◆ WHAT TO DO: Copy each line of the data below word for word.

◆ DATASET:
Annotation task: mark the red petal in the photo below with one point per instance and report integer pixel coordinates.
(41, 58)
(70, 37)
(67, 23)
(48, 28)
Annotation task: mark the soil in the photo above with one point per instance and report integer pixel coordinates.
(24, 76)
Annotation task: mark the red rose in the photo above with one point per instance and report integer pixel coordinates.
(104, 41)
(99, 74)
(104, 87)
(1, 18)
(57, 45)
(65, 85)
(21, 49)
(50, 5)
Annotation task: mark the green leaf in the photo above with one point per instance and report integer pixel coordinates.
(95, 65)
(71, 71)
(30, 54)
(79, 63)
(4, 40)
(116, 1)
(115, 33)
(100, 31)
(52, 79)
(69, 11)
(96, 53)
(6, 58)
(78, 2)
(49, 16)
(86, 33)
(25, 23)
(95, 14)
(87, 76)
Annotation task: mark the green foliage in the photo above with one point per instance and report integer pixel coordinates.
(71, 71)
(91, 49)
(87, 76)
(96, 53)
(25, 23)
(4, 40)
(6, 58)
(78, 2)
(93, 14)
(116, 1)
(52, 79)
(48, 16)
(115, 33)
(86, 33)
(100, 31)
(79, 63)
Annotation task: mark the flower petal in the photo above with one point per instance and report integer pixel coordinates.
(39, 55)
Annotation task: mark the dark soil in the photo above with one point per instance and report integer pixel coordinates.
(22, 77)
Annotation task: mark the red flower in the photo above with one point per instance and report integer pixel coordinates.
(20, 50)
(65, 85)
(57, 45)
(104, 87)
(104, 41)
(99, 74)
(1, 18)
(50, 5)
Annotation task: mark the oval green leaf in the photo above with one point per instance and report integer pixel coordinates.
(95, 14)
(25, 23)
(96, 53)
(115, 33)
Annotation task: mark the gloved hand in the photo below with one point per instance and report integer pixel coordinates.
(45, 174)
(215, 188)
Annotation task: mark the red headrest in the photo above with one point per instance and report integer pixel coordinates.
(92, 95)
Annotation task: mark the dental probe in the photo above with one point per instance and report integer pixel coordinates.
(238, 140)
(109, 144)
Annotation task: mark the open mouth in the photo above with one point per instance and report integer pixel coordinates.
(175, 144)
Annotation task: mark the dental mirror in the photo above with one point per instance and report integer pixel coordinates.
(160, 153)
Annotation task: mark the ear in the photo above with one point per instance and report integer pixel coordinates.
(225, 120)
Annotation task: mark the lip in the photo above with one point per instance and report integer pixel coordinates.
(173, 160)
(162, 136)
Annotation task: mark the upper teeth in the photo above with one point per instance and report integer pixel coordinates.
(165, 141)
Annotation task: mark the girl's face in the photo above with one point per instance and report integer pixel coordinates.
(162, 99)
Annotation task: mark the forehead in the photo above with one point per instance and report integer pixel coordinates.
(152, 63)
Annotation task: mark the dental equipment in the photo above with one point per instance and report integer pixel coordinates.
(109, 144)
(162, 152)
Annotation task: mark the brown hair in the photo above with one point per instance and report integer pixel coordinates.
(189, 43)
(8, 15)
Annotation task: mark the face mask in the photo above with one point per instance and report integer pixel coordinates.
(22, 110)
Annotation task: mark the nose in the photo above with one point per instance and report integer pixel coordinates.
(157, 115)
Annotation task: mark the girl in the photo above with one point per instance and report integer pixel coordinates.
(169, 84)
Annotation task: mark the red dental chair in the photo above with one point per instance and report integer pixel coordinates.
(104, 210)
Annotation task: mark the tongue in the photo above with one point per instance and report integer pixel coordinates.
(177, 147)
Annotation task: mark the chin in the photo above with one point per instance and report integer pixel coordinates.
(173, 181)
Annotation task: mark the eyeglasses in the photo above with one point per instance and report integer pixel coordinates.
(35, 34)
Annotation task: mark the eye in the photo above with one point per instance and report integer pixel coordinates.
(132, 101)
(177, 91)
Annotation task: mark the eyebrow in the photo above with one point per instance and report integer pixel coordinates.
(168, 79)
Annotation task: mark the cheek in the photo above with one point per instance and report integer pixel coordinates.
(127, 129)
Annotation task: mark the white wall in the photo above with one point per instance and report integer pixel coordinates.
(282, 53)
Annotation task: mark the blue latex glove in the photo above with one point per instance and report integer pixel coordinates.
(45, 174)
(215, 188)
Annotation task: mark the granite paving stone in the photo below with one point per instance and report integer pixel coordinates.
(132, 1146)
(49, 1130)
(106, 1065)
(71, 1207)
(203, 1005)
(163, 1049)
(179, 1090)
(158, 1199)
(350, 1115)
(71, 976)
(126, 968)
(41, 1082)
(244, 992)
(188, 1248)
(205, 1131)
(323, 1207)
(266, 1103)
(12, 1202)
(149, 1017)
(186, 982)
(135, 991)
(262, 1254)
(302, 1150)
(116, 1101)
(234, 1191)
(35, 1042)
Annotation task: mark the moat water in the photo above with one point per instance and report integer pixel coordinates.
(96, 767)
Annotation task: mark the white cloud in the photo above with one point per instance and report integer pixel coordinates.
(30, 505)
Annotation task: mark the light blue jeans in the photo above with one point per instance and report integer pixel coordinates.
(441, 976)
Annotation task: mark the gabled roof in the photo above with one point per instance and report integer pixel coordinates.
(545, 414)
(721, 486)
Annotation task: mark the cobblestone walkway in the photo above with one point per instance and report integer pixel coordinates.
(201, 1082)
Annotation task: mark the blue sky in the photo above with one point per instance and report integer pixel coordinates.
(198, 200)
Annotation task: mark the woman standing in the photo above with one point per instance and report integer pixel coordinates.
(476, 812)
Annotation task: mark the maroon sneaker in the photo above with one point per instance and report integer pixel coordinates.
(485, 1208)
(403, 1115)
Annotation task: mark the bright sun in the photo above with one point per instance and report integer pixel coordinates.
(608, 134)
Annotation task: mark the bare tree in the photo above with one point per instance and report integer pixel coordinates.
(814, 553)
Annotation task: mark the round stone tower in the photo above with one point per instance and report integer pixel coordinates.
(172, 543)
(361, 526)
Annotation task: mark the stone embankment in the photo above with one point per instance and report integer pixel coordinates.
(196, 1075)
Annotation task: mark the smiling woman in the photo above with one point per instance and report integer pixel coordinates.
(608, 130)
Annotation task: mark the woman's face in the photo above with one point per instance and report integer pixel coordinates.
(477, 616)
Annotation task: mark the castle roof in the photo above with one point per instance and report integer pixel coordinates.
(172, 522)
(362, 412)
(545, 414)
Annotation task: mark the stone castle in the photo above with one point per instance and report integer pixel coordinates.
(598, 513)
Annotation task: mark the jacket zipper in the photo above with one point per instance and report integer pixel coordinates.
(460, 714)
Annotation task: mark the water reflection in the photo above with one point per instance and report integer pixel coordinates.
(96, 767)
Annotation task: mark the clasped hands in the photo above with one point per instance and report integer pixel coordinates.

◆ COMPLETED EXERCISE:
Annotation task: mark the red petal in the photo below with one point per instance and report integer pixel coordinates.
(41, 58)
(70, 37)
(67, 23)
(48, 28)
Annotation task: mark the soil in the photo above with one point per instance and report integer pixel coordinates.
(24, 76)
Annotation task: mark the red rose in the photo above with one point per instance and report integer pixel coordinates.
(104, 41)
(99, 74)
(104, 87)
(1, 18)
(57, 45)
(65, 85)
(21, 49)
(50, 5)
Annotation task: mark the green leaf in the photo above with one point per instance and report integer pixel coordinates.
(95, 65)
(71, 71)
(30, 54)
(79, 63)
(4, 40)
(116, 1)
(115, 33)
(100, 31)
(52, 79)
(69, 11)
(96, 53)
(6, 58)
(78, 2)
(49, 16)
(86, 33)
(25, 23)
(95, 14)
(87, 76)
Annotation task: mark the green foliage in the photo above with one point per instance and report integer pixel coordinates.
(71, 71)
(91, 49)
(87, 76)
(96, 53)
(25, 23)
(4, 40)
(6, 58)
(78, 2)
(93, 14)
(116, 1)
(52, 79)
(48, 16)
(115, 33)
(86, 33)
(100, 31)
(79, 63)
Annotation task: mark the flower petal in the photo above with one point per instance and report integer pixel coordinates.
(39, 55)
Annotation task: mark the dark soil in the photo above with one point per instance and report integer pixel coordinates.
(22, 77)
Annotation task: mark the red flower in the photo above with one point per instance and report integer pixel coordinates.
(20, 50)
(65, 85)
(57, 45)
(104, 87)
(104, 41)
(99, 74)
(1, 18)
(50, 5)
Annotation task: mark the oval green leaf in the photo above with one point per instance and report integer pixel coordinates.
(95, 14)
(25, 23)
(96, 53)
(115, 33)
Annotation task: mark the gloved hand in the photo below with one point per instance and report integer pixel coordinates.
(45, 174)
(215, 188)
Annotation task: mark the red headrest in the photo above with one point per instance and report integer pixel coordinates.
(92, 95)
Annotation task: mark the dental probe in the photo above with one point per instance and report integer pixel coordinates.
(238, 140)
(109, 144)
Annotation task: mark the open mouth in the photo above with one point per instance and report integer pixel coordinates.
(175, 144)
Annotation task: mark the dental mirror in the photo above with one point per instance and report integer pixel coordinates.
(160, 153)
Annotation task: mark the ear in the photo above with one point per instance and report integer pixel coordinates.
(225, 120)
Annotation task: mark the lip in the photo above with one point per instance and report integer pixel coordinates.
(173, 160)
(162, 136)
Annotation task: mark the upper teeth in the photo above with one point per instance and report integer pixel coordinates.
(165, 141)
Annotation task: mark the girl's face in the photo above with one point per instance and report integer pixel coordinates.
(162, 99)
Annotation task: mark the forehead in the photo above with one point per instance and report integer pixel coordinates.
(152, 63)
Annotation task: mark the dental equipment in the photo above with one point per instance and report integer pixel coordinates.
(109, 144)
(162, 152)
Annotation task: mark the brown hair in the photo above with one point per instance and report integer pixel coordinates.
(189, 43)
(8, 15)
Annotation task: mark the face mask in the photo above with one point per instance and report integer pixel coordinates.
(22, 110)
Annotation task: mark the nose in the photo above with one point per instance and report integer pixel coordinates.
(157, 115)
Annotation task: mark the girl in the photo above with one point per instance and report integer pixel coordinates.
(169, 84)
Annotation task: mark the red dental chair in the photo above with one point per instance and report integer pixel coordinates.
(104, 210)
Annotation task: mark the tongue in the photo above with one point per instance and report integer pixel coordinates.
(177, 147)
Annotation task: mark the chin in the photo above with one point per instance and report integer pixel coordinates.
(173, 181)
Annotation task: mark the eyeglasses in the photo above with one point per instance and report integer pixel coordinates.
(35, 34)
Annotation task: mark the eye in the photo above with one point per instance and report integer pixel coordinates.
(132, 101)
(177, 91)
Annotation task: mark the eyebrow in the photo above with one point per instance and report integer pixel coordinates.
(168, 79)
Annotation task: mark the cheek in the photo above with one point per instance and report integer pixel coordinates.
(127, 129)
Annotation task: mark the white wall in the photo above with one point per instance and report integer pixel coordinates.
(282, 53)
Annotation task: mark the blue latex glove in the photo above with one point per instance and report integer pixel coordinates.
(45, 174)
(215, 188)
Annotation task: mark the granite paving stone in the photo below with one point per instance and report integer pixel coordinates.
(132, 1146)
(49, 1130)
(106, 1065)
(71, 1207)
(203, 1005)
(163, 1049)
(179, 1090)
(158, 1199)
(350, 1115)
(71, 976)
(126, 968)
(41, 1082)
(244, 992)
(188, 1248)
(205, 1131)
(323, 1207)
(266, 1103)
(12, 1202)
(149, 1017)
(186, 982)
(135, 991)
(262, 1254)
(302, 1150)
(116, 1101)
(234, 1191)
(35, 1042)
Annotation task: mark the moat water in the photo above with one point per instance and report integer pixel coordinates.
(96, 767)
Annotation task: mark the white cloud in the photo above with one point per instance and report integer pixel coordinates.
(30, 505)
Annotation task: mark the light blue jeans in the photo above with one point per instance and report integer pixel coordinates.
(441, 976)
Annotation task: mark the gabled roof in the photo above with one point per instance and report integer pixel coordinates.
(545, 414)
(721, 486)
Annotation task: mark the cobblestone walkway in the photo above with one point per instance and report integer pixel coordinates.
(201, 1082)
Annotation task: mark the blue sky in the photo above with one point per instance and report integer pixel coordinates.
(198, 200)
Annotation task: mark the woman standing in the photo above with one point per instance and report integer pixel coordinates.
(476, 812)
Annotation task: mark the maroon sneaker in the photo above with one point per instance and report integer pixel coordinates.
(485, 1208)
(403, 1115)
Annotation task: mark the bright sun in the photo above with one point per instance and report integer pixel coordinates.
(608, 134)
Annotation task: mark the bare tree in the photo above with one point per instance and report integer pixel coordinates.
(814, 553)
Annotation task: mark the round stone tower in the photo above with one point per instance and report integer pixel coordinates.
(172, 543)
(361, 526)
Annotation task: mark the stone embankment in the photo above with one point per instance and report integer pixel coordinates.
(196, 1075)
Annotation task: mark the smiling woman in the photo above with one point per instance and report integer pixel coordinates.
(608, 130)
Annotation task: mark the woman's face in the photo above with one point per instance and report integer pixel coordinates.
(477, 616)
Annotation task: mark the castle roof in the photo above with one point per instance and report integer pixel coordinates.
(172, 522)
(362, 412)
(545, 414)
Annotation task: mark the stone castle in the photo above with one point per instance and report integer pixel coordinates.
(598, 513)
Annotation task: mark the jacket zipper in the photo above with one point per instance and report integer pixel coordinates.
(460, 714)
Annotation task: mark the water reflection in the photo above with one point per instance and report integer pixel coordinates.
(96, 767)
Annotation task: mark the clasped hands in the photo above with one point per instance and report integer pixel coordinates.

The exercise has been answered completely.